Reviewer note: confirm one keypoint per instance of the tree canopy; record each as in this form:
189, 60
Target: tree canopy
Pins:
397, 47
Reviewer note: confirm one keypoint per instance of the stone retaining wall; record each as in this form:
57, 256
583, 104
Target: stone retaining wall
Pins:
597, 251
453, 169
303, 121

++++++++

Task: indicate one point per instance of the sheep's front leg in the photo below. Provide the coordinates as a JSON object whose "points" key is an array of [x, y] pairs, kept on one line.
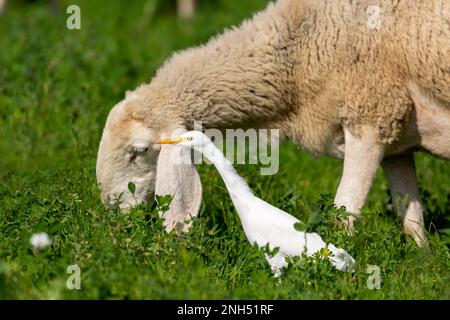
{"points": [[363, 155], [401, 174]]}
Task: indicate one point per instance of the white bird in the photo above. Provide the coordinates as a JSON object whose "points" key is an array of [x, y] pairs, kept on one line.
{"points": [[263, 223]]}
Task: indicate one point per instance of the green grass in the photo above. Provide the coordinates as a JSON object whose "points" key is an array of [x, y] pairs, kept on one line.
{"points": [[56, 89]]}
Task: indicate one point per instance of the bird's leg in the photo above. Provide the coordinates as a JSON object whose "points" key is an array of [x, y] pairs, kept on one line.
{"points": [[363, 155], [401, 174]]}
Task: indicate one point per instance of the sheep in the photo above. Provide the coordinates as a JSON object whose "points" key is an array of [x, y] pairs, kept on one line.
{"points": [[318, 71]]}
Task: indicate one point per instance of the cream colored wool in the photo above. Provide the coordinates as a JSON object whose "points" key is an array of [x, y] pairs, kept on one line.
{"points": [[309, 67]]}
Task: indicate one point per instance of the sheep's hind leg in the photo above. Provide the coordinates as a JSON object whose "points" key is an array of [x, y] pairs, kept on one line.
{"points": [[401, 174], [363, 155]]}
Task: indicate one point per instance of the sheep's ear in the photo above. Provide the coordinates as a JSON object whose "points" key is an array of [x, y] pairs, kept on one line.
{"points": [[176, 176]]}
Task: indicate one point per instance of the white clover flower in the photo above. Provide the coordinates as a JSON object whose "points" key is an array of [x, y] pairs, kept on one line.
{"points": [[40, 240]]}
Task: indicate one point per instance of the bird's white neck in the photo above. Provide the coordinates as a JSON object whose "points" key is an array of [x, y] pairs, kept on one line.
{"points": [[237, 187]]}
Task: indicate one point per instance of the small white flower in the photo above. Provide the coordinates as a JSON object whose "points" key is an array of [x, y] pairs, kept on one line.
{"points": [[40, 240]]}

++++++++

| Task prompt |
Find out how many lines in the listing contain the string "tree". Give the number alone.

| Exercise result |
2